┌─ RAW DATA
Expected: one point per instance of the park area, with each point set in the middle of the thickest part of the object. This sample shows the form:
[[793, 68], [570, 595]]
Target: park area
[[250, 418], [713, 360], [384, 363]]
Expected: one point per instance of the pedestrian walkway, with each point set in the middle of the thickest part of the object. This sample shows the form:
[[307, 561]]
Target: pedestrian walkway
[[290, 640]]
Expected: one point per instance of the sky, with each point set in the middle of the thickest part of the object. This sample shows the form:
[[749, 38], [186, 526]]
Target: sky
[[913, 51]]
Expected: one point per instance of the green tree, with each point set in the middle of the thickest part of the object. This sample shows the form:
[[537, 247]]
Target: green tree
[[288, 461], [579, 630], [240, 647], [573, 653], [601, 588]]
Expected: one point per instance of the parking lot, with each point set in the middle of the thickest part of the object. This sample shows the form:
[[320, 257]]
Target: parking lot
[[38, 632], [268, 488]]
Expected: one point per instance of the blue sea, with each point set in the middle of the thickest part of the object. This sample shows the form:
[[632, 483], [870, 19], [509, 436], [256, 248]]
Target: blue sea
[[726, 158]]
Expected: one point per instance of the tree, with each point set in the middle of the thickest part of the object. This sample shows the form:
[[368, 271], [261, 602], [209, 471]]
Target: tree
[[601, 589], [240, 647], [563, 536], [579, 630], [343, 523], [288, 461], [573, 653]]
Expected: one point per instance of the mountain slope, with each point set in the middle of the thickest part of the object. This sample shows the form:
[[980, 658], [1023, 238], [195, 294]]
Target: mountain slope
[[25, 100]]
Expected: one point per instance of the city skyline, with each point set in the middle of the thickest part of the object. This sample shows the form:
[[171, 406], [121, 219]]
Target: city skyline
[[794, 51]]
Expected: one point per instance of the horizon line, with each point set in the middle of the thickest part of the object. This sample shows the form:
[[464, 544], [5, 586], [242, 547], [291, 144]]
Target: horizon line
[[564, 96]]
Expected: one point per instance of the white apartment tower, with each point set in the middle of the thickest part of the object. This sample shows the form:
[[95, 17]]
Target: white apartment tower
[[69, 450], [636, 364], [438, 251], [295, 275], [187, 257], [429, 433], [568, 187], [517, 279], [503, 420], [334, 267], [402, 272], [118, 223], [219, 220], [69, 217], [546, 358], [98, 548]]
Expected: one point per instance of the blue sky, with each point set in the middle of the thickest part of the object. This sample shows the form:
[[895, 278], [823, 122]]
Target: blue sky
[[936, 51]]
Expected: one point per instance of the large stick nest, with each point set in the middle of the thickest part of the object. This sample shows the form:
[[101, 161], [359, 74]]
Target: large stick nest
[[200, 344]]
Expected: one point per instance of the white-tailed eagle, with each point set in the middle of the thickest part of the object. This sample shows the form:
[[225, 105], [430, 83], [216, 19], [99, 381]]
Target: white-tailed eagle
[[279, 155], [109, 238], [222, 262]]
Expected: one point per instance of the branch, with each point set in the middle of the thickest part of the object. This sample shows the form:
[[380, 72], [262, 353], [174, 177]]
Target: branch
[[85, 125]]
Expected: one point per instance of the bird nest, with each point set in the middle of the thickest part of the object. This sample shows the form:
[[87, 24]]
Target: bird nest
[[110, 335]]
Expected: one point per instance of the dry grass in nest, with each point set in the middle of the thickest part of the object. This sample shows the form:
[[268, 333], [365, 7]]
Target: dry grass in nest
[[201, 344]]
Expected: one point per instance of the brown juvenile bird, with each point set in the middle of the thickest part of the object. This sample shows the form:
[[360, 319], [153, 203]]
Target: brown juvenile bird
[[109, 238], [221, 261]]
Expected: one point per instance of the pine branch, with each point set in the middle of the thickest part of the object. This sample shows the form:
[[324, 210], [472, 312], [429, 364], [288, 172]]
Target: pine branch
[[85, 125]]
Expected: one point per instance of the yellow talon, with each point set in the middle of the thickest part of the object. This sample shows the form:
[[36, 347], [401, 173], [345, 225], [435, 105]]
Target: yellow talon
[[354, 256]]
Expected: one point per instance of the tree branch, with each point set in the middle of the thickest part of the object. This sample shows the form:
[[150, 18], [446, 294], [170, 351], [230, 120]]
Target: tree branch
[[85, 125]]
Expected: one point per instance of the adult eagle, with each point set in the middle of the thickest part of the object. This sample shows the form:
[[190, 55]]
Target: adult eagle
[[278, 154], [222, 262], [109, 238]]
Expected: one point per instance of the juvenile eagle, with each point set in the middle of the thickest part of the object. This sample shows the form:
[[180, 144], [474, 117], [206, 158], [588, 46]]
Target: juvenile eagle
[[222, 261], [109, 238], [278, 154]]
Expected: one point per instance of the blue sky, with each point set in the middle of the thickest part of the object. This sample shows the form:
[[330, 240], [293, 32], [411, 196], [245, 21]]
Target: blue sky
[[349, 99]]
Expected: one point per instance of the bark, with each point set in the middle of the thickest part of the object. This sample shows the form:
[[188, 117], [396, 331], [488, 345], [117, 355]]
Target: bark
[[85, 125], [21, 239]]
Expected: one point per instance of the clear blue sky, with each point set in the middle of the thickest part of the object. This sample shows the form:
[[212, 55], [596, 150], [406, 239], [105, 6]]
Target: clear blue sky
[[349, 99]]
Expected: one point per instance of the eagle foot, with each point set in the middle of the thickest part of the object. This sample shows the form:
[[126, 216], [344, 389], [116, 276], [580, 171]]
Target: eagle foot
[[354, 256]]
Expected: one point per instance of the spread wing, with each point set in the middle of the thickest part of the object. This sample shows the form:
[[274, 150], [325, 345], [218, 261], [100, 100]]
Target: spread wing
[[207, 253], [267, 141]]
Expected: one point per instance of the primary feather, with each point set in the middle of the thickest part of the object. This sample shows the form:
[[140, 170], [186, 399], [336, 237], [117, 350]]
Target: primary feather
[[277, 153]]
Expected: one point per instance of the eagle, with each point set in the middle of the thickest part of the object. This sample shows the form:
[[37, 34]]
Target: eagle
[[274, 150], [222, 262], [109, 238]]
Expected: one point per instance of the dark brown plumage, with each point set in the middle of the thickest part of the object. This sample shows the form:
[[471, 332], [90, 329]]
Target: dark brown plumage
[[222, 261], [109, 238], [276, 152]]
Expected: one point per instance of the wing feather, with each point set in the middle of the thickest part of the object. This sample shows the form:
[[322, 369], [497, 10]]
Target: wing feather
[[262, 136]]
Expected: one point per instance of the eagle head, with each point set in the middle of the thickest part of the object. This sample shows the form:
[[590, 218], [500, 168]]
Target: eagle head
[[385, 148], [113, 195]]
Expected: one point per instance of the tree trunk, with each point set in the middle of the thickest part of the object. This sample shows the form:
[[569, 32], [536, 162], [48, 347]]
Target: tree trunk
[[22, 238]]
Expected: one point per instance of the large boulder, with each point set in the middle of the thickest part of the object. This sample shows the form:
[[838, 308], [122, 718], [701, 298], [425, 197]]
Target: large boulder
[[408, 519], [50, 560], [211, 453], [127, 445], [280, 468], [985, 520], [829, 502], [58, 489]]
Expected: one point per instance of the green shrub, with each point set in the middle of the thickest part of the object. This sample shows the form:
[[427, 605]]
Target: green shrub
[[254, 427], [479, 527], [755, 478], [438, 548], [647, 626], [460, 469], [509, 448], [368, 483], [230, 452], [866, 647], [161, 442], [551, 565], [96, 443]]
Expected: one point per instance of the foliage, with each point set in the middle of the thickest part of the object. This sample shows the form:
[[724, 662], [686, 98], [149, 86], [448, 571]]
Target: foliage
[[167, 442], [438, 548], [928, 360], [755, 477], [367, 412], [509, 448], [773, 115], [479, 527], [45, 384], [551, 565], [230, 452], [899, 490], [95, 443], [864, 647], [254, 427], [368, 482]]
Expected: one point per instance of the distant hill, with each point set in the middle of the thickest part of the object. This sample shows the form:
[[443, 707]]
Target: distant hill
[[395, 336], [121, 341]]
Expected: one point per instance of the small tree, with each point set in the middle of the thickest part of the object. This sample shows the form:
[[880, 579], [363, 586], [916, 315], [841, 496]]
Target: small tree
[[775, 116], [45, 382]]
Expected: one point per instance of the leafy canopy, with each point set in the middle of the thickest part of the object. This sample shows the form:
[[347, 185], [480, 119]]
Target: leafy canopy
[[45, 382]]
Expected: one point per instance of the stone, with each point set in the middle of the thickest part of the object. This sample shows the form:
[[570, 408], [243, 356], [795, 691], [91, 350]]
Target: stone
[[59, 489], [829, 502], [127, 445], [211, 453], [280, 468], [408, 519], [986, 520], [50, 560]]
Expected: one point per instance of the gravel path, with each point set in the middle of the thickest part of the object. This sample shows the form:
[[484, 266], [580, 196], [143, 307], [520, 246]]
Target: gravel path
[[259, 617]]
└─
**TASK:** Arrange everything above from the line containing "Expected: one point per instance of the tree branch, with" down to the line containing "[[222, 261], [109, 238], [278, 154]]" as a Markdown table with the columns Row and Line. Number each line in Row, and skip any blank lines.

**OUTPUT BELOW:**
| Row | Line |
|---|---|
| 1 | Expected: one point per instance of the tree branch, with each point set in the middle of the thickest part of the object. This sample shows the form: |
| 2 | [[150, 18], [446, 294], [170, 351], [230, 120]] |
| 3 | Target: tree branch |
| 4 | [[85, 125]] |
| 5 | Expected: one point per instance of the adult eagle, with each point set in the middle of the thickest part of the object. This sample shows the form: |
| 6 | [[190, 55]] |
| 7 | Target: adult eagle |
| 8 | [[278, 154], [222, 262], [109, 238]] |
| 9 | Expected: one point per instance of the juvenile eagle, with each point set in the middle of the thickest part of the object. This sample shows the form: |
| 10 | [[180, 144], [474, 117], [206, 158], [588, 46]] |
| 11 | Target: juvenile eagle |
| 12 | [[222, 261], [109, 238], [278, 154]] |